» GOAL OF THE EXERCISE:
Using the credit agreement amendment text below, explain when the amendments to the Credit Agreement take effect and what that timing depends on.

1. Amendments to Credit Agreement . Subject to and upon the conditions hereof, the Credit Agreement is hereby amended, effective as of the date of satisfaction of the conditions set forth in Section 3 , as follows:

(a) Section 5.22 of the Credit Agreement is hereby amended to replace the “30” in clause (a) with “90.”

(b) Section 5.25 of the Credit Agreement is hereby amended by adding the following new text at the end of existing Section 5.25 :

; provided that as to trademarks and copyrights registered in the name of Asymetrix Corporation (a predecessor in interest to Click2learn, Inc.) and United States Copyright TX 2-767-505 registered in the name of Communications Strategies, Inc., Borrower may deliver such evidence on or prior to the date that is 60 days after the Closing Date

(c) Section 5.27 of the Credit Agreement is hereby amended to replace the “30 with “75.”

» EXTRACTED RECORDS:
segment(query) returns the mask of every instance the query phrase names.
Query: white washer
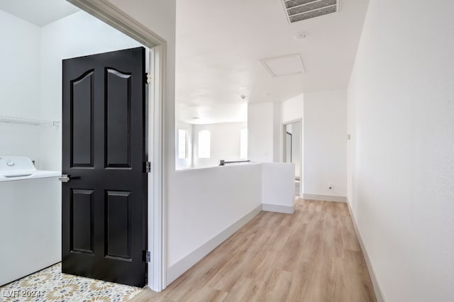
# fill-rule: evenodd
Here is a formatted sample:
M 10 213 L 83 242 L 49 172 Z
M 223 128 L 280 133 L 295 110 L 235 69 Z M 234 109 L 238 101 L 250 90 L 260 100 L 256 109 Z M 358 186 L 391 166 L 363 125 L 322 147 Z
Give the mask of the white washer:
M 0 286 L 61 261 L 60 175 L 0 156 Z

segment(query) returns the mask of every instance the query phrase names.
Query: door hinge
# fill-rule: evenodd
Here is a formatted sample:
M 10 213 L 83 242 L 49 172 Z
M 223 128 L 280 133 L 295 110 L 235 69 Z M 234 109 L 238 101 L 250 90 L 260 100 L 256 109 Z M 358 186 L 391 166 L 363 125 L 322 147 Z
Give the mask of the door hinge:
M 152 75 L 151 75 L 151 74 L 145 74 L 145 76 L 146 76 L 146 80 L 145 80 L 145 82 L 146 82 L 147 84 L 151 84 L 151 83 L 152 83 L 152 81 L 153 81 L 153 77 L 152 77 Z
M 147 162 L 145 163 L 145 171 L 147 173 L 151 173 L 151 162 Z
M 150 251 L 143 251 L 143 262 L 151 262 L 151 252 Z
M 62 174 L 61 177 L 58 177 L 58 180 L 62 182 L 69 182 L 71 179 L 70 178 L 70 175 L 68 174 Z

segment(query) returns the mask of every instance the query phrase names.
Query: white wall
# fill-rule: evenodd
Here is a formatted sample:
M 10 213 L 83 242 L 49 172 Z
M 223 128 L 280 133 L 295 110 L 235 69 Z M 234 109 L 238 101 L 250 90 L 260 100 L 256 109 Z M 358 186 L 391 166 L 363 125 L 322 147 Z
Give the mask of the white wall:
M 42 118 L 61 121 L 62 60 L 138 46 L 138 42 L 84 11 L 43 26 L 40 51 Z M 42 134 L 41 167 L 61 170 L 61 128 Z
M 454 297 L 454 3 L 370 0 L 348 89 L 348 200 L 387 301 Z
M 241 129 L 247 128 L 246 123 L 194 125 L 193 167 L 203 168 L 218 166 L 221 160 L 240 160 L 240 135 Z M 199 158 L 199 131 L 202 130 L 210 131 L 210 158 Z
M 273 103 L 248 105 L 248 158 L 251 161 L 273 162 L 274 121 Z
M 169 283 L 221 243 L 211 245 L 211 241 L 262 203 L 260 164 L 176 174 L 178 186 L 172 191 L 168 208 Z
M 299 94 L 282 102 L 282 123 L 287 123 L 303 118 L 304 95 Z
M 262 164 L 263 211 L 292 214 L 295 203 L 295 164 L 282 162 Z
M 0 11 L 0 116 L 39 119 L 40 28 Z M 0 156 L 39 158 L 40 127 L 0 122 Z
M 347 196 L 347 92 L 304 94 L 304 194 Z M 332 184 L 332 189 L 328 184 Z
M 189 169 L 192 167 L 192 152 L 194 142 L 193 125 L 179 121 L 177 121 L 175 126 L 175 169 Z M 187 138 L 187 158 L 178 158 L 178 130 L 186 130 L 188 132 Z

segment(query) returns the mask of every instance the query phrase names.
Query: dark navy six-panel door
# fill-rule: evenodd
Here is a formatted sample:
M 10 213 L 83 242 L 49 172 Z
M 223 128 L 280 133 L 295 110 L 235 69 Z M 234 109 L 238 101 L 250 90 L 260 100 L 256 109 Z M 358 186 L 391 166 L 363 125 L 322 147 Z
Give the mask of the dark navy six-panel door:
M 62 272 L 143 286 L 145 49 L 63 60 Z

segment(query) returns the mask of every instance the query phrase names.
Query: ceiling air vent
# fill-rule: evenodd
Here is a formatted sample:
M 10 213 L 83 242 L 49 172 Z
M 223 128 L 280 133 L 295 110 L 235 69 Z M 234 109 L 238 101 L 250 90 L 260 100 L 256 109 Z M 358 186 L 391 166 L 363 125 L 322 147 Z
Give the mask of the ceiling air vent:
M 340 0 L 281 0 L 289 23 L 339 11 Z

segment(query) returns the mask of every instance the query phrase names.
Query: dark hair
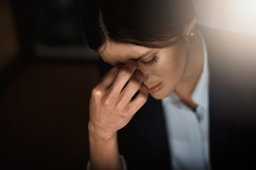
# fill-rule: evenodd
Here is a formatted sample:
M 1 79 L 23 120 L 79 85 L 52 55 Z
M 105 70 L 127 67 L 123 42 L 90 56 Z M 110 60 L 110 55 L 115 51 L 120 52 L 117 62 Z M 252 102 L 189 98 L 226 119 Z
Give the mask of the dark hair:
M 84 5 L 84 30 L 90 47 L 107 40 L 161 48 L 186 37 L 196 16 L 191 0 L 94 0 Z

---

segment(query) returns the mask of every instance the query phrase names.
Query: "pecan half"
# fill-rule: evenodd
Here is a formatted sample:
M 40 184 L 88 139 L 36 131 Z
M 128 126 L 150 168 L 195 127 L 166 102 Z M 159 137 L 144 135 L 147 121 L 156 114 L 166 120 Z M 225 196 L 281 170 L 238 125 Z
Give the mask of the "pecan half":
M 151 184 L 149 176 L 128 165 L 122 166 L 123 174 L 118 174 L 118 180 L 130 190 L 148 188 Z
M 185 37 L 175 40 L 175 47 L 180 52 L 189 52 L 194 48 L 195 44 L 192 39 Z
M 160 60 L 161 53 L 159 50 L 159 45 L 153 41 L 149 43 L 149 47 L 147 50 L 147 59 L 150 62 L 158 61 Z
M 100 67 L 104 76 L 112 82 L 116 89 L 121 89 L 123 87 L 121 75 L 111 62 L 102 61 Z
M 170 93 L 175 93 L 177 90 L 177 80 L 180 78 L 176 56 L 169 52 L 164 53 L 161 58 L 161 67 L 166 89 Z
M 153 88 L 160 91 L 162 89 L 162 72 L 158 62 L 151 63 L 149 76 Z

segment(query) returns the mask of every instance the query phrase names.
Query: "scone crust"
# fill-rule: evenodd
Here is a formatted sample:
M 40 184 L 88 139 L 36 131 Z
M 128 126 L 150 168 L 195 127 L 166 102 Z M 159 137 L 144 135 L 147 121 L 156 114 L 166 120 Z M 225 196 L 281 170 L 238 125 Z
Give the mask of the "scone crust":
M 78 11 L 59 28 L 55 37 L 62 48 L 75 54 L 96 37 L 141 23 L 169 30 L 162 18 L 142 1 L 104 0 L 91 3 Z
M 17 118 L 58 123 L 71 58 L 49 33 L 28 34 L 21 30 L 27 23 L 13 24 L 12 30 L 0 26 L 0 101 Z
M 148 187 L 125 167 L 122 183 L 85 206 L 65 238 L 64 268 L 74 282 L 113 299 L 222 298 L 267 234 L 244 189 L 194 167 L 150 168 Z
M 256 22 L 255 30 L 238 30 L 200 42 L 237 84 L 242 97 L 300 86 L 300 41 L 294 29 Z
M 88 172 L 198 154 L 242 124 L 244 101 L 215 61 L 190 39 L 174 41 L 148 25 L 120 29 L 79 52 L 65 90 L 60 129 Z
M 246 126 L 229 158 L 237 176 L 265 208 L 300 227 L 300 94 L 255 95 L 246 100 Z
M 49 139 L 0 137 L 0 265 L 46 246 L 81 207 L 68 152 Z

» RESPONSE TO THIS EXERCISE:
The amendments take effect as of the date on which the conditions set forth in Section 3 are satisfied. This is because the Credit Agreement is amended subject to and upon the conditions of the amendment.